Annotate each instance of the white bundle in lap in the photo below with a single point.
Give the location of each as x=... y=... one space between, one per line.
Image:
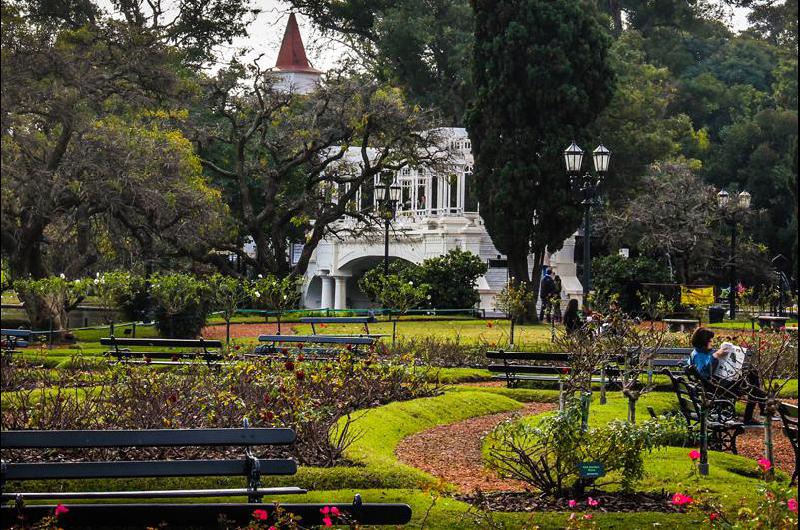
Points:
x=730 y=366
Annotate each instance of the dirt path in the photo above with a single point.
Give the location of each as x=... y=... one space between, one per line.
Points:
x=245 y=331
x=453 y=452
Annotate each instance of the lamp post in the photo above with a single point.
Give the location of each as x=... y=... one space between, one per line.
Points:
x=731 y=214
x=586 y=185
x=388 y=197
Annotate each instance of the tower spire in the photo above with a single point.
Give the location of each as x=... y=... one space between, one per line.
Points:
x=292 y=56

▸ EXERCISE:
None of the images should be copied, but every entry must be given again exactly.

▸ RESPONSE TO THIS TASK:
Annotate each instance of the white bundle in lap in the photo below with a single point.
Give the location of each as x=... y=... one space between, one per line.
Image:
Points:
x=730 y=366
Annotate each instance of the dirt path in the photo above with a single point.
Give the location of each as x=... y=... one space between, one per line.
Points:
x=245 y=331
x=453 y=452
Annotate each instance of the lamp post in the photo above with a single point.
Give the location of each as x=... y=... one space between, one per line.
Points:
x=731 y=214
x=586 y=185
x=388 y=197
Annotate each instance of the tower spire in the photo above with a single point.
Give the location of each as x=... y=... one space between, one per line.
Points:
x=292 y=56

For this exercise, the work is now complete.